» **What the exercise asks**: Rewrite the records from the beginning through the line containing "432 348 L 439", inclusive, substituting "Shape list" for every "Outline list" and leaving everything else unchanged.

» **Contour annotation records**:

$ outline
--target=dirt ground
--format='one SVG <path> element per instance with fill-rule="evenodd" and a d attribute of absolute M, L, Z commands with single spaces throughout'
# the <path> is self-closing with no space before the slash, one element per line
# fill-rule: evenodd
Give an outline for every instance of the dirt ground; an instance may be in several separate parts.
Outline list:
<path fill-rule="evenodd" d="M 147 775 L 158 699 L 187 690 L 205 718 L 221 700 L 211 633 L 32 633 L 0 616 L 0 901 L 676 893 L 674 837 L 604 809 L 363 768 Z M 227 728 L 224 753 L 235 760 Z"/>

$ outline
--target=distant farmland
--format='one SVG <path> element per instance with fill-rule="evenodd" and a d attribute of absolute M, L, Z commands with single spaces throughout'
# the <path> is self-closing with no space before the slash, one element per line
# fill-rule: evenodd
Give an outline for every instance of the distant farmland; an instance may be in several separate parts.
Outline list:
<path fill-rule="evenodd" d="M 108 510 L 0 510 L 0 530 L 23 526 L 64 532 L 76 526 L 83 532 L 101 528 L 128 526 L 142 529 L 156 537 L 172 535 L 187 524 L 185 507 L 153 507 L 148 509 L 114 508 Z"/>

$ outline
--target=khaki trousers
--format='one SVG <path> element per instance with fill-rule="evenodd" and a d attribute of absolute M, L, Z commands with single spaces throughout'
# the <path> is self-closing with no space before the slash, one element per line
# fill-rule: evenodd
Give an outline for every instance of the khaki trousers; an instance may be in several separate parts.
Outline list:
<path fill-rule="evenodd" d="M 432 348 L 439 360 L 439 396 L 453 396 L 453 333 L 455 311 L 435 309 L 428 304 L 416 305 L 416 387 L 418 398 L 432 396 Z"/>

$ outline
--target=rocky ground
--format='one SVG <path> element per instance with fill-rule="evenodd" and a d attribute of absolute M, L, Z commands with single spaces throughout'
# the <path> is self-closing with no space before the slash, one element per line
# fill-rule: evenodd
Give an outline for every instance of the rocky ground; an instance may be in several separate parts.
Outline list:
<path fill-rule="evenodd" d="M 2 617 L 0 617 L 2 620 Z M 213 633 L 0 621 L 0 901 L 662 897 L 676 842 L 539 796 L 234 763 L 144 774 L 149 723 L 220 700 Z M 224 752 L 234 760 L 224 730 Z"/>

» **Result for this exercise**:
$ outline
--target=dirt ground
--format='one SVG <path> element per instance with fill-rule="evenodd" and a d attribute of absolute M, L, Z commands with single spaces throughout'
# the <path> is self-closing with no space before the slash, one element per line
# fill-rule: evenodd
Give an outline for every instance of the dirt ground; an instance may be in several separate parts.
Shape list:
<path fill-rule="evenodd" d="M 147 775 L 158 699 L 187 690 L 205 718 L 221 700 L 211 633 L 32 633 L 0 616 L 0 901 L 676 893 L 674 837 L 604 809 L 363 768 Z M 227 728 L 224 753 L 235 760 Z"/>

$ outline
--target=distant farmland
--format='one SVG <path> element per instance with fill-rule="evenodd" and a d attribute of absolute M, L, Z commands with single spaces throughout'
# the <path> is self-closing with no space before the slash, one element per line
# fill-rule: evenodd
Give an outline for every instance of the distant farmland; an instance may be in several separate parts.
Shape list:
<path fill-rule="evenodd" d="M 108 510 L 0 510 L 0 530 L 23 526 L 64 532 L 76 526 L 83 532 L 101 528 L 128 526 L 142 529 L 156 537 L 172 535 L 187 524 L 185 507 L 153 507 L 148 509 L 114 508 Z"/>

$ outline
--target=khaki trousers
--format='one SVG <path> element per instance with fill-rule="evenodd" and a d attribute of absolute M, L, Z commands with single spaces throughout'
# the <path> is self-closing with no space before the slash, one element per line
# fill-rule: evenodd
Give an outline for every instance of the khaki trousers; an instance may be in several separate parts.
Shape list:
<path fill-rule="evenodd" d="M 432 348 L 439 360 L 439 396 L 453 396 L 453 333 L 455 311 L 435 309 L 428 304 L 416 305 L 416 387 L 418 398 L 432 396 Z"/>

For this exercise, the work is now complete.